Aim of the exercise:
Reproduce exactly the final portion of the data: every line from the one containing "Query: bald head" through the last line, inclusive.

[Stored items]
╔══

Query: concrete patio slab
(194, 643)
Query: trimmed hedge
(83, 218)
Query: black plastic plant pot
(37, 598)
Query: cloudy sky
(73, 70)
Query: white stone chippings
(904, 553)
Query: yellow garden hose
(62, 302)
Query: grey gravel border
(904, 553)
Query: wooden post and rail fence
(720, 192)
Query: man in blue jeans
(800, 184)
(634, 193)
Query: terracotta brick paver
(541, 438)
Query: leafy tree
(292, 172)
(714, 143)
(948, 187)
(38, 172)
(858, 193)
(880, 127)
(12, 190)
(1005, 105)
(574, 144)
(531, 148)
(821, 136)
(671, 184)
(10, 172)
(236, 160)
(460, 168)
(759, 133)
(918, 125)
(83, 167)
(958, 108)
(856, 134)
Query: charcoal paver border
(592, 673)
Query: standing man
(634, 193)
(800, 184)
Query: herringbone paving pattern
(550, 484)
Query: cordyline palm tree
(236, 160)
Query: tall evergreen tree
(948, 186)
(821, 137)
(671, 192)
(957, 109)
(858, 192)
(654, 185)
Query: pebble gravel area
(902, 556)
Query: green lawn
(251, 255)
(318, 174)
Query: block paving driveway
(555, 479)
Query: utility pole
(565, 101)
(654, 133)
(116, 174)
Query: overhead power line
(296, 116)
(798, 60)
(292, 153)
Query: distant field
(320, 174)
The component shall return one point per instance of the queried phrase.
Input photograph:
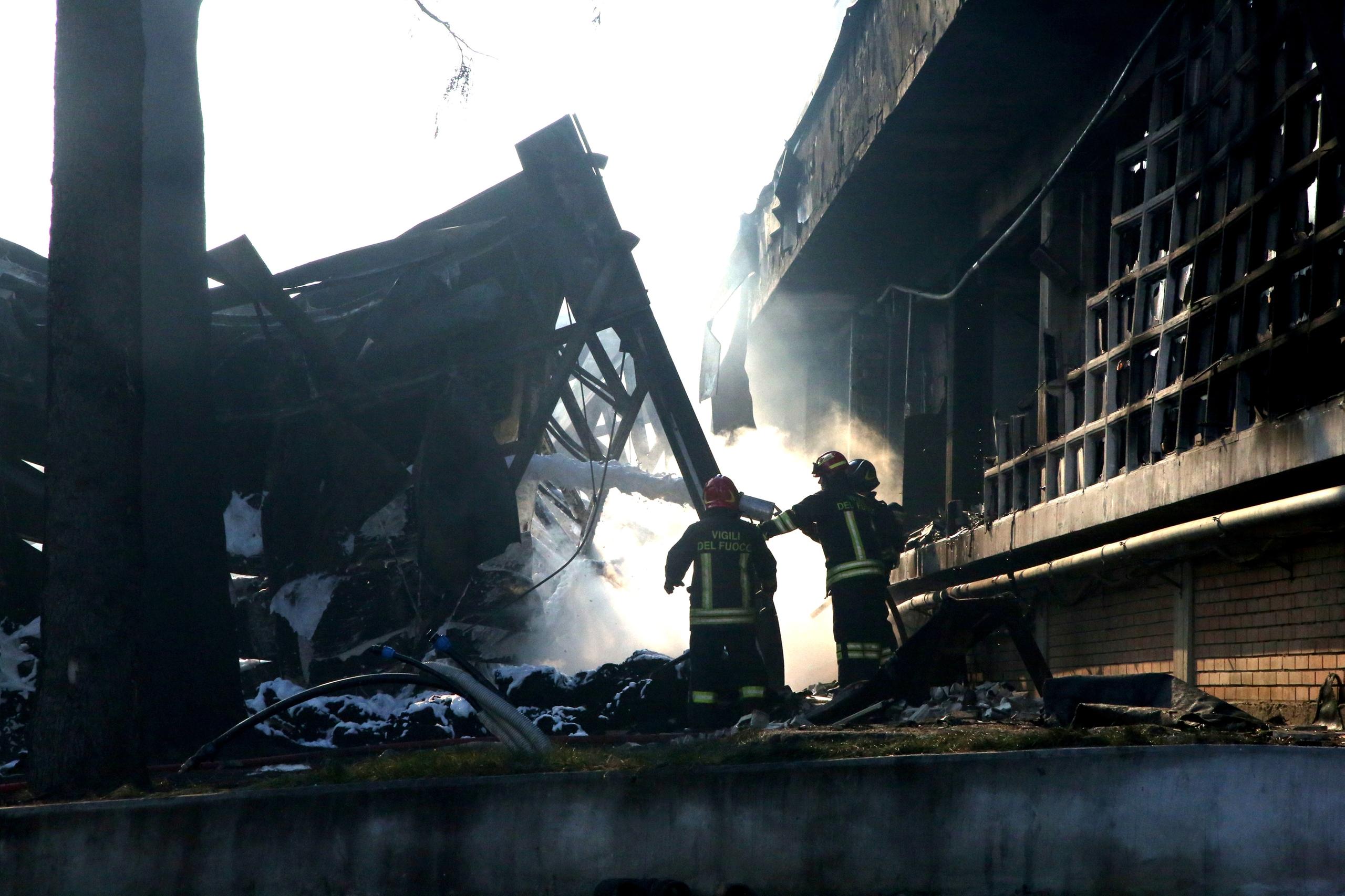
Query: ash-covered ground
(645, 693)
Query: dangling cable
(1051, 181)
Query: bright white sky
(320, 119)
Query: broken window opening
(1165, 167)
(1188, 217)
(1176, 357)
(1139, 431)
(1095, 393)
(1115, 454)
(1172, 96)
(1153, 294)
(1098, 330)
(1094, 459)
(1146, 370)
(1185, 288)
(1132, 182)
(1077, 404)
(1123, 312)
(1121, 385)
(1160, 233)
(1168, 430)
(1300, 295)
(1266, 314)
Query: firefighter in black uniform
(732, 564)
(857, 567)
(887, 516)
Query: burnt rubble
(380, 409)
(642, 695)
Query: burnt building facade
(1156, 348)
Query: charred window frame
(1223, 251)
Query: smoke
(603, 611)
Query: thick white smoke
(603, 612)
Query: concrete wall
(1101, 513)
(1176, 820)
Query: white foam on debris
(14, 654)
(243, 526)
(515, 676)
(377, 711)
(388, 523)
(282, 767)
(303, 602)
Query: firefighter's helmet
(864, 477)
(829, 465)
(721, 493)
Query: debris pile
(989, 701)
(18, 682)
(645, 693)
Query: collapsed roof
(380, 409)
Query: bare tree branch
(460, 81)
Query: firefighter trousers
(728, 674)
(861, 629)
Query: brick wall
(1264, 633)
(1115, 633)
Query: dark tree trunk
(190, 662)
(87, 730)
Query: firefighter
(732, 566)
(857, 567)
(887, 517)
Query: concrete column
(1184, 626)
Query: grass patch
(740, 750)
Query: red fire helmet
(721, 493)
(829, 465)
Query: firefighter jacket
(885, 524)
(846, 528)
(732, 563)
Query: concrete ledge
(1144, 820)
(1146, 498)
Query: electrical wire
(1051, 181)
(592, 521)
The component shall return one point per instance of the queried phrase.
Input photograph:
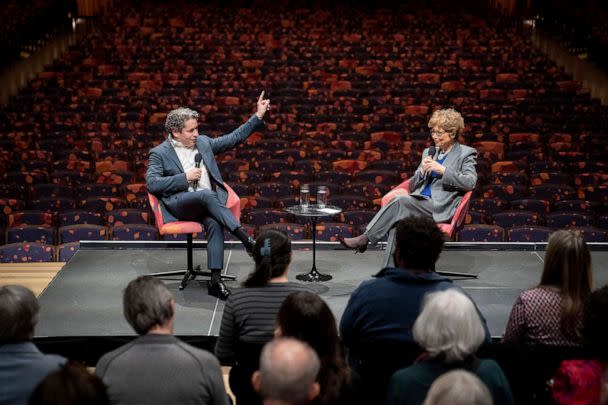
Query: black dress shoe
(249, 246)
(218, 289)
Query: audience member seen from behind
(288, 373)
(552, 312)
(22, 365)
(250, 312)
(370, 317)
(458, 387)
(376, 326)
(450, 331)
(582, 381)
(73, 384)
(306, 317)
(156, 367)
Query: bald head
(288, 372)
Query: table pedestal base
(313, 276)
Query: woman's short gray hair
(147, 303)
(449, 326)
(449, 120)
(458, 387)
(176, 119)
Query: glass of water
(322, 196)
(304, 196)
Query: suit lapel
(207, 157)
(172, 155)
(453, 156)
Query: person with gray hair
(288, 373)
(184, 175)
(450, 331)
(22, 365)
(446, 172)
(458, 387)
(156, 367)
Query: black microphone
(432, 151)
(197, 164)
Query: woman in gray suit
(446, 172)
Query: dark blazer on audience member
(385, 308)
(410, 385)
(22, 367)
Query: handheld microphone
(432, 151)
(197, 164)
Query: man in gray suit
(446, 172)
(184, 175)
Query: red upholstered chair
(189, 228)
(448, 229)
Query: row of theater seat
(356, 123)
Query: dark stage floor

╚══

Solution below:
Query: bald head
(288, 372)
Query: table pedestal base
(313, 276)
Query: woman's short gray hair
(147, 303)
(449, 326)
(449, 120)
(458, 387)
(176, 119)
Query: glass of water
(322, 196)
(304, 196)
Query: suit lapel
(207, 157)
(172, 155)
(453, 156)
Query: person with gray hair
(288, 373)
(184, 175)
(450, 331)
(22, 365)
(446, 172)
(458, 387)
(156, 367)
Query: black microphone
(432, 151)
(197, 164)
Query: woman in gray suit
(446, 172)
Query: dark blazer on audience member
(385, 308)
(410, 385)
(22, 367)
Query: handheld microphone
(432, 151)
(197, 164)
Query: man in gray suit
(446, 172)
(184, 175)
Query: red upholstered chair
(189, 228)
(448, 229)
Query: row of theater seat
(356, 123)
Query: dark stage floor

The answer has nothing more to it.